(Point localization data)
-------------------------
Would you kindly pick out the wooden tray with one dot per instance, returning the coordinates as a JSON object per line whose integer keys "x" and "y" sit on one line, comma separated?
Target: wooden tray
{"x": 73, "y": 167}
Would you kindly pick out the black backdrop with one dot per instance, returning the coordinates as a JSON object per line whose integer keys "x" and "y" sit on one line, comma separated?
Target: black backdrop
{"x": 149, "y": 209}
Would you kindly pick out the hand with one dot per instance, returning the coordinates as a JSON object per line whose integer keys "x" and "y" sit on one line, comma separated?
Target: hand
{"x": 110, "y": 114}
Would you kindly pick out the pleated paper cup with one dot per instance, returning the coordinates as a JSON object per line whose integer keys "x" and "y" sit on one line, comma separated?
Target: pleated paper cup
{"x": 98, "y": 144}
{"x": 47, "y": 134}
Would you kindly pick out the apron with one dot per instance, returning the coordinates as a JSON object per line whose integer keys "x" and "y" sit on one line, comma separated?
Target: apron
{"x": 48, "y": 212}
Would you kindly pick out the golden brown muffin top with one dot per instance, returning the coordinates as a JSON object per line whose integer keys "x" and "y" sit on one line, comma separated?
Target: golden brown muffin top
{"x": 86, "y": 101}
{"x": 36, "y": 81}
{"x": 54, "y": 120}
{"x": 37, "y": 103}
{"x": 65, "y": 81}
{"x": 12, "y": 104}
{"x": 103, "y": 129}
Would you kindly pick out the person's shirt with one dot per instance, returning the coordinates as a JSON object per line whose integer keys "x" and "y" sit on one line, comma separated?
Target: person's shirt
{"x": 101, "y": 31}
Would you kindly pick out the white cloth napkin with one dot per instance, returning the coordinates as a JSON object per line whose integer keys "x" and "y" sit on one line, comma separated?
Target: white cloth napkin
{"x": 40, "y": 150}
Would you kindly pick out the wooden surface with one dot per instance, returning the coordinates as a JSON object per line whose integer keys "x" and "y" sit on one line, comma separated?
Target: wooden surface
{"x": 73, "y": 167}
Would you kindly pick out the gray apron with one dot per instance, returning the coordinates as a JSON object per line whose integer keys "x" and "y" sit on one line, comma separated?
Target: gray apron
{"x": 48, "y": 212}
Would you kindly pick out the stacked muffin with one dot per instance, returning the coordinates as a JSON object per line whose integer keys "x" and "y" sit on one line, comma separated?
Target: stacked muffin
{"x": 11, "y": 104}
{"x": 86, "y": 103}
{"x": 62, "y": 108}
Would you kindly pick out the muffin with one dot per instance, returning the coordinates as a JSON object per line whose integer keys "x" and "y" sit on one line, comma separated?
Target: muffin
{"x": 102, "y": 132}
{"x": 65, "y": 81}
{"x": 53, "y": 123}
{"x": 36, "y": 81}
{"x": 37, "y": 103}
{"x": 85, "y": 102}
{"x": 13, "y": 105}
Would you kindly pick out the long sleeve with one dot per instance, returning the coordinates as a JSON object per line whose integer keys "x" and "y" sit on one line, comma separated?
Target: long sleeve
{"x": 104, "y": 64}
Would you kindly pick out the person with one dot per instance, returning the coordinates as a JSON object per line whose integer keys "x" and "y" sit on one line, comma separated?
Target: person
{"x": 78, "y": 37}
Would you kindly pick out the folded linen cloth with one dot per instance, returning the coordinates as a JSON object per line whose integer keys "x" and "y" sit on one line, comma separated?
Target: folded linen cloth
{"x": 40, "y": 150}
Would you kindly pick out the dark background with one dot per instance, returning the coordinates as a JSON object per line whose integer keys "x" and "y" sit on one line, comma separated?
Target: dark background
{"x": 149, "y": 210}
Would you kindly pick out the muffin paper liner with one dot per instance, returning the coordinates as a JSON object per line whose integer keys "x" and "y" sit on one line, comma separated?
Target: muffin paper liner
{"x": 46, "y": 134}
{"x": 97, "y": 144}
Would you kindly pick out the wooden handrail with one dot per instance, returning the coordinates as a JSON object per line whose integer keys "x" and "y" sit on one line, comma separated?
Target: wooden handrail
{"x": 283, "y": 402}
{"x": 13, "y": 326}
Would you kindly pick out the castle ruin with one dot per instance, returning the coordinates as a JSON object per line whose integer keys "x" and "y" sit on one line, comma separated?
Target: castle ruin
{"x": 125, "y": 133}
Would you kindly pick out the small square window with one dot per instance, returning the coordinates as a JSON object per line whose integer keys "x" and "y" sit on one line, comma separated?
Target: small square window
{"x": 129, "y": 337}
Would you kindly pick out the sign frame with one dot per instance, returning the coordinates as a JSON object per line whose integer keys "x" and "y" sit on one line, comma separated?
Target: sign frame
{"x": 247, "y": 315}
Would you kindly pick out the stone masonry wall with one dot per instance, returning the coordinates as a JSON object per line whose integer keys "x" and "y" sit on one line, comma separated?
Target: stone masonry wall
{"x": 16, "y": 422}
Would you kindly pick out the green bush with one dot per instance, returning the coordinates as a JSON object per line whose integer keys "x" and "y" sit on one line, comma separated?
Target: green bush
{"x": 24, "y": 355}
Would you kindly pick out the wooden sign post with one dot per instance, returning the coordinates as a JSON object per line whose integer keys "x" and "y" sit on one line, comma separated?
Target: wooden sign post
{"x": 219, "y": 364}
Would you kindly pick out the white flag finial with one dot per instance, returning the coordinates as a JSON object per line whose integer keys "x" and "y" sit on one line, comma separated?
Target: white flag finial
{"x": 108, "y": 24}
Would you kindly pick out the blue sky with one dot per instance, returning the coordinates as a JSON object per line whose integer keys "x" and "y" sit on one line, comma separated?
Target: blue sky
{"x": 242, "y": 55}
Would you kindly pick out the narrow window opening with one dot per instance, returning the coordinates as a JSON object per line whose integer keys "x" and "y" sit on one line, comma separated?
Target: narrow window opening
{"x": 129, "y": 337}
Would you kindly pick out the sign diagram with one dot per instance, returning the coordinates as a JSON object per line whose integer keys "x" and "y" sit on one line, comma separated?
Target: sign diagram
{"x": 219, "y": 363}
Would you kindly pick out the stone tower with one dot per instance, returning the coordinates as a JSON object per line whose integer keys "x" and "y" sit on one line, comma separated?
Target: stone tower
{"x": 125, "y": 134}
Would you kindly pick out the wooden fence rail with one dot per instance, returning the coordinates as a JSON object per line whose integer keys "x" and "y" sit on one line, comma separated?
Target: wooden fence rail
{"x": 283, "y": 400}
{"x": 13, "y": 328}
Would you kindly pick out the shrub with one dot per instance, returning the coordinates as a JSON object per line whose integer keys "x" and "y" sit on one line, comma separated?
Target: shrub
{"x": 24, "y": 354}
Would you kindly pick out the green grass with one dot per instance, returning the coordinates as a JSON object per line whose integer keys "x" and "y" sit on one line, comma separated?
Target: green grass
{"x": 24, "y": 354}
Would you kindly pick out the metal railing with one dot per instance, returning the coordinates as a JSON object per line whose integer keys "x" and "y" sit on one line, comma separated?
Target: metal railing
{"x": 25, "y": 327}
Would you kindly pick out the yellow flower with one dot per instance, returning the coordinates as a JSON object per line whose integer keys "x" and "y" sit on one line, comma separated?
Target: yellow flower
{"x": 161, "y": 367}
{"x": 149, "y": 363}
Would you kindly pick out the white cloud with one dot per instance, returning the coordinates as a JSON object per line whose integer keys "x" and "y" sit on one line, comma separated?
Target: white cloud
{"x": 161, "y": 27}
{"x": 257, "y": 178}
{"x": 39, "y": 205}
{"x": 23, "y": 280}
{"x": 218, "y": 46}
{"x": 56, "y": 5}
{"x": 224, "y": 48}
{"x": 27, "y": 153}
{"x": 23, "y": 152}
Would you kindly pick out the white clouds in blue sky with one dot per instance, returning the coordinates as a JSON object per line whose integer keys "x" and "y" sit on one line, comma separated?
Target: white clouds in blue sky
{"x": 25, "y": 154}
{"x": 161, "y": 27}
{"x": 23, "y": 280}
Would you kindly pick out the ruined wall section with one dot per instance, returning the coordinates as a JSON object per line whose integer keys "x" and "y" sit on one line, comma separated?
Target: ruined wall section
-------------------------
● **Aim of the task**
Taking the entries above, restate exactly those lines that fall between the line with "Target: folded linen cloth" and the line with "Would you kindly pick out the muffin paper", keeping both of those lines too.

● **Exercise solution**
Target: folded linen cloth
{"x": 40, "y": 150}
Would you kindly pick out the dark background with one dot per instance, returning the coordinates as a JSON object per line whose integer keys "x" and "y" sit on one line, comma separated?
Target: dark background
{"x": 149, "y": 210}
Would you kindly pick out the muffin paper liner with one dot per instance, returning the coordinates as a JSON object per line whose integer keys "x" and "y" sit on one line, comma separated?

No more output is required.